◆ Task directions ◆
Copy out every line of the records below, substituting "coarse mask" for each occurrence of "rough mask", and change nothing else.

Stored data:

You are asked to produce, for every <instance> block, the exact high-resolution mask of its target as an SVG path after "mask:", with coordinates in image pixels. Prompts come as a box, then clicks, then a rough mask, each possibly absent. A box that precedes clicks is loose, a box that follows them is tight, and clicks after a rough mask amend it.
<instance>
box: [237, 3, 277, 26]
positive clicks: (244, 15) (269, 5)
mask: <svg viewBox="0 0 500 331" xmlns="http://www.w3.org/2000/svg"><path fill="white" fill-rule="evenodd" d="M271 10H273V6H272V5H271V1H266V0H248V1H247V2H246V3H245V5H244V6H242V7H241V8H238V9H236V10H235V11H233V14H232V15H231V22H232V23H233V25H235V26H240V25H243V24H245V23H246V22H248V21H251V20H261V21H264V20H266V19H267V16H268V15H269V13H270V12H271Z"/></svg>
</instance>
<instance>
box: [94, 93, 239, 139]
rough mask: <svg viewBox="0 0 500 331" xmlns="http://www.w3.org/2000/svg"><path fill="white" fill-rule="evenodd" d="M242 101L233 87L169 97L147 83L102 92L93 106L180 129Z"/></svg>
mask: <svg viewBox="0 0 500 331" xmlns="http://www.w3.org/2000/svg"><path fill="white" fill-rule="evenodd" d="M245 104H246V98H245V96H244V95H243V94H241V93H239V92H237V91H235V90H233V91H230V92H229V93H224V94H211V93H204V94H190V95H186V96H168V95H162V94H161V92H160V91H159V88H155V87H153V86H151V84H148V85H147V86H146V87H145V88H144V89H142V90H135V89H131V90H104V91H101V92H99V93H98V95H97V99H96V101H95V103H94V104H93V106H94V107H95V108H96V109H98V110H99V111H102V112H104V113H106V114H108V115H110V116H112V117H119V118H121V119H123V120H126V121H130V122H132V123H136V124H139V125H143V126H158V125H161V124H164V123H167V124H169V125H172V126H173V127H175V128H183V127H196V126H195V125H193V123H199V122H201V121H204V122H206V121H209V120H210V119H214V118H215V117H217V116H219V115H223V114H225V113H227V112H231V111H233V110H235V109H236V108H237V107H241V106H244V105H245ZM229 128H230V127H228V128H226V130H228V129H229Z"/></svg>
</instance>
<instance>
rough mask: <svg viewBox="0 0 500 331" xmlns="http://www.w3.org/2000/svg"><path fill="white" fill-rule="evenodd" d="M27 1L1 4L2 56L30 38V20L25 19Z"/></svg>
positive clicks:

◆ Task response ◆
You are asked to produce, for every <instance> block, the exact high-resolution mask of its target as an SVG path after "mask:", with coordinates in image pixels. Prompts come as a box, then clicks, then a coarse mask, each possibly absent. A box that precedes clicks is loose, a box that follows them is tight, and clicks after a coarse mask amend it.
<instance>
box: [237, 3, 277, 26]
positive clicks: (244, 15) (269, 5)
mask: <svg viewBox="0 0 500 331" xmlns="http://www.w3.org/2000/svg"><path fill="white" fill-rule="evenodd" d="M271 10H273V6H272V5H271V1H266V0H248V1H247V2H246V3H245V5H244V6H242V7H241V8H238V9H236V10H235V11H233V14H232V15H231V22H232V23H233V25H235V26H240V25H243V24H245V23H246V22H248V21H251V20H261V21H264V20H266V19H267V16H268V15H269V13H270V12H271Z"/></svg>
</instance>
<instance>
box: [94, 93, 239, 139]
coarse mask: <svg viewBox="0 0 500 331" xmlns="http://www.w3.org/2000/svg"><path fill="white" fill-rule="evenodd" d="M242 101L233 87L169 97L147 83L102 92L93 106L180 129Z"/></svg>
mask: <svg viewBox="0 0 500 331" xmlns="http://www.w3.org/2000/svg"><path fill="white" fill-rule="evenodd" d="M245 104H246V98H245V96H244V95H243V94H241V93H239V92H237V91H235V90H233V91H230V92H229V93H224V94H211V93H204V94H190V95H186V96H168V95H162V94H161V92H160V91H159V88H155V87H153V86H151V84H148V85H147V86H146V87H145V88H144V89H142V90H135V89H131V90H104V91H101V92H99V93H98V95H97V99H96V101H95V103H94V104H93V106H94V107H95V108H96V109H98V110H99V111H102V112H104V113H106V114H108V115H110V116H112V117H119V118H121V119H123V120H126V121H130V122H132V123H136V124H139V125H143V126H158V125H161V124H164V123H167V124H169V125H172V126H173V127H175V128H183V127H196V126H195V125H193V123H199V122H201V121H204V122H206V121H209V120H210V119H214V118H215V117H217V116H219V115H223V114H225V113H227V112H231V111H233V110H235V109H236V108H237V107H241V106H244V105H245ZM229 128H230V127H228V128H226V130H228V129H229Z"/></svg>
</instance>
<instance>
coarse mask: <svg viewBox="0 0 500 331" xmlns="http://www.w3.org/2000/svg"><path fill="white" fill-rule="evenodd" d="M27 1L1 4L2 56L30 38V20L25 19Z"/></svg>
positive clicks:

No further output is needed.